-------- Extracted records

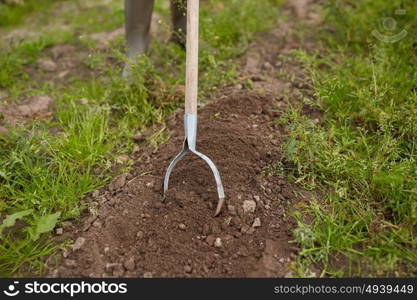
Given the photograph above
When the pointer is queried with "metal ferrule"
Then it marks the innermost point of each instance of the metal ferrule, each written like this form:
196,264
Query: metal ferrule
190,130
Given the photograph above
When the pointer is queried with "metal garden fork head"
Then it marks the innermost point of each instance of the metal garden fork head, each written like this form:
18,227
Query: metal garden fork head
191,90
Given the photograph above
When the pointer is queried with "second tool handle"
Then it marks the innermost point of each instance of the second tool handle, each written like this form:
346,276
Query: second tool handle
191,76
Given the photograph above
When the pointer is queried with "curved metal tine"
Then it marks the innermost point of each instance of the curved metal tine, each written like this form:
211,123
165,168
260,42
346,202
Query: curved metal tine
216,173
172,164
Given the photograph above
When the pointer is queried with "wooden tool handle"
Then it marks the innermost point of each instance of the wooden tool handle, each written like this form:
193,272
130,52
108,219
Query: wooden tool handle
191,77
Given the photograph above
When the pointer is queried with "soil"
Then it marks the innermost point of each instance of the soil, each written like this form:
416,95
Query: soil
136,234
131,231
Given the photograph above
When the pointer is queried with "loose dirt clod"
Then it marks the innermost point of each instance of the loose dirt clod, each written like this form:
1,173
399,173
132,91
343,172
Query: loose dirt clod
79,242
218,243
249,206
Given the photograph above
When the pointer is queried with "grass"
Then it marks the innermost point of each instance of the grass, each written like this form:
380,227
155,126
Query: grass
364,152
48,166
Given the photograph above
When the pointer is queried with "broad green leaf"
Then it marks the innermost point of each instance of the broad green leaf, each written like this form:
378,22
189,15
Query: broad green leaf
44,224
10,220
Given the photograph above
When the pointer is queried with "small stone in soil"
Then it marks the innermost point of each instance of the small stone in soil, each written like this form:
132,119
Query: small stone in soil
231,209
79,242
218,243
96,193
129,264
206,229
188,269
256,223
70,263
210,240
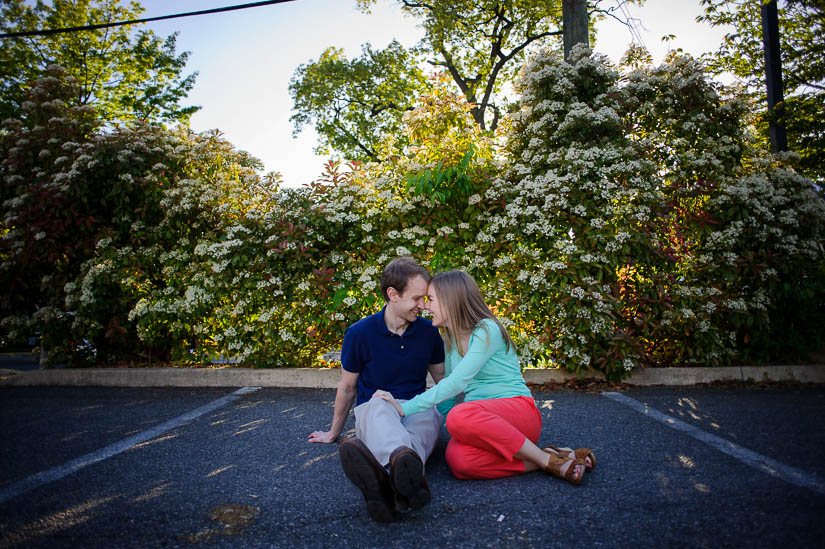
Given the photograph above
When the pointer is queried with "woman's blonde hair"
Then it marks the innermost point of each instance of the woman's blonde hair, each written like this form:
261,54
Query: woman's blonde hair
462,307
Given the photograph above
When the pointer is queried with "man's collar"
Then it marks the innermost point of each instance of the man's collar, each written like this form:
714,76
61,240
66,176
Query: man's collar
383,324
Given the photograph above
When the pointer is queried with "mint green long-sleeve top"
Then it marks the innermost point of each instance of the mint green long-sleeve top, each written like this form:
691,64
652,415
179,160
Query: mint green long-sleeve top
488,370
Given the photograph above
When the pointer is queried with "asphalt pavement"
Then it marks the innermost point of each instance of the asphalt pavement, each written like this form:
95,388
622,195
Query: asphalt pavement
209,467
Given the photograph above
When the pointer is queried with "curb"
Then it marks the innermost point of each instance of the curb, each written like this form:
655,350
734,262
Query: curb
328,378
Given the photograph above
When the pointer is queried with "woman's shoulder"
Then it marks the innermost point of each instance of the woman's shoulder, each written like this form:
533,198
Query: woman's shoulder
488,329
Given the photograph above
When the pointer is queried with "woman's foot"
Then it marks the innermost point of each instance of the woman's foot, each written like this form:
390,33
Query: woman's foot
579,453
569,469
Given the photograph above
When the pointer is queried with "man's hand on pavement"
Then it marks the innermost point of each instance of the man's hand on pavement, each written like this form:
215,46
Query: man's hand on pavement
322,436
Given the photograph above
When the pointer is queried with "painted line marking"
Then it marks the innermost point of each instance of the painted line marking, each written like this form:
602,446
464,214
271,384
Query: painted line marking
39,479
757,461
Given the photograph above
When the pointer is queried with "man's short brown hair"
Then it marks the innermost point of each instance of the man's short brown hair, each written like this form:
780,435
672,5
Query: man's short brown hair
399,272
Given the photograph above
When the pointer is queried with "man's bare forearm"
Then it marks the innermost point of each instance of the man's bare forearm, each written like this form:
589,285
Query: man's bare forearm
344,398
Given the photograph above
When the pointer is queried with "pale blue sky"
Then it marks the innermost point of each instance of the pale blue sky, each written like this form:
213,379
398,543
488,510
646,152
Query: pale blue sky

----------------

Instructions for the task: Write out the listing above exactly as it stands, pictures excluded.

Result below:
Given the photograph above
When the pointer is queried with "metal ferrule"
Then it marks the innermost point of each instance of the metal ferrule, each written like this form:
196,264
Query: metal ferrule
190,130
Given the photograph above
When the pointer is queried with "metal garden fork head"
Then it marks the innermost point of each instance of the metal garden fork head, each written like this form:
18,227
Query: metal garden fork head
191,90
Given the photograph above
When the pointer is queried with "second tool handle"
Then it marks the innermost point of each instance of the second tool handle, each written like this form:
346,276
Query: second tool handle
191,76
Given the photograph above
When the pointer is queried with "curved metal tine"
Then it marks the innermost point of each instance of the curved metal tine, each written like this form:
211,123
165,168
260,42
346,202
Query: curved metal tine
216,173
172,164
Given the photograph above
When the pointer is queried with "wooden tool handle"
Then it marks the innermost point of each instance of the wooden tool handle, each written like this form:
193,272
130,52
108,219
Query: wooden tool handle
191,77
Given the photograph above
When the pointer is queried with "soil"
Then it marks the innermost point of each instance of the soil, each written like this form:
416,95
Query: soil
136,234
131,231
Given the photograph above
When the pointer is queried with "loose dirt clod"
Then it marks the innermost point of each instance of the loose dirt clod, each written like this form:
1,173
399,173
132,91
343,172
Query: loose dirt clod
79,242
218,243
249,206
Given the photograph above
When the pointer is queried with "grass"
Then it marks the innermost point of each instance of the grass, each written like this form:
380,227
155,126
Query: grass
364,152
48,166
Given the photograph above
When the pointer is queried with "broad green leaf"
Then it marks the innermost point of each instance of the broad green leaf, each written like this form:
378,22
189,15
Query: broad green leaf
44,224
10,220
Given the photograph above
When the pointer is queried with "small stone in soil"
Then it marks the innermost point of each instance of the small stone in soil, each written like this form:
132,119
Query: small stone in soil
231,209
79,242
218,243
96,193
129,264
206,229
188,269
256,223
70,263
210,240
Given the photograph above
When the pointer is queried with "woman's blonde hair"
Then it marks the innermost point of each instance of the woman's blonde hair, each written like this form:
261,54
Query: woman's blonde hair
462,307
Given the photograph above
When the pointer is queried with "man's collar"
Then it marks the innermost point of each instance of the man's collar, each written like this form:
714,76
61,240
66,176
Query: man's collar
383,324
Given the photograph above
When the pointer is queried with "mint green long-sleeve top"
Then it marks the innermost point of each instance of the mint green long-sleeve top, each written like this form:
691,64
652,415
179,160
Query: mint green long-sleeve top
488,370
Given the photograph above
When the pointer is queried with "asphalt pavement"
Then it marks the innermost point of each instance of the asphalt pavement, each written like this form:
95,388
622,195
Query: asphalt pavement
209,467
Given the photograph above
When the pointer is queried with "curb"
Then it marks the innermost point of each instance of the curb, each written like this form:
655,350
734,262
Query: curb
328,378
Given the photograph above
When the pointer is queried with "woman's shoulder"
Then it marks the innermost point of each instance of the woman's shoulder, each written like this form:
533,198
Query: woman's shoulder
488,329
Given the photograph above
When the pointer is queried with "woman's foot"
Then it marks the innermost point of each instance of the woman's foot, each written like this form:
390,33
Query: woman's foot
579,453
569,469
Given the photograph above
When the pointer is queried with "man's hand on pavement"
Then it marks the innermost point of each instance of the man's hand on pavement, each written like this form:
215,46
Query: man's hand on pavement
322,436
Given the photograph above
When the pointer is queried with "painted line marking"
Then it marks the innermost point of each instance of the painted line marking, each written like this form:
602,446
464,214
271,384
Query: painted line marking
39,479
757,461
Given the photograph above
When the pointer is queried with "man's short brown hair"
Then it marks the innermost point of each instance of the man's short brown hair, each written like this form:
780,435
672,5
Query: man's short brown hair
399,272
Given the photograph above
When the pointer is queried with "man's bare forearm"
Then it marks the innermost point of each instance of the man's bare forearm, each written like this form:
589,285
Query: man's bare forearm
344,398
Given the photograph above
When the pointer is queried with "pale blue sky"
Then it marks the innermost point of each instance of the pale blue sky, each written like this form:
213,379
398,543
488,510
646,152
Query: pale blue sky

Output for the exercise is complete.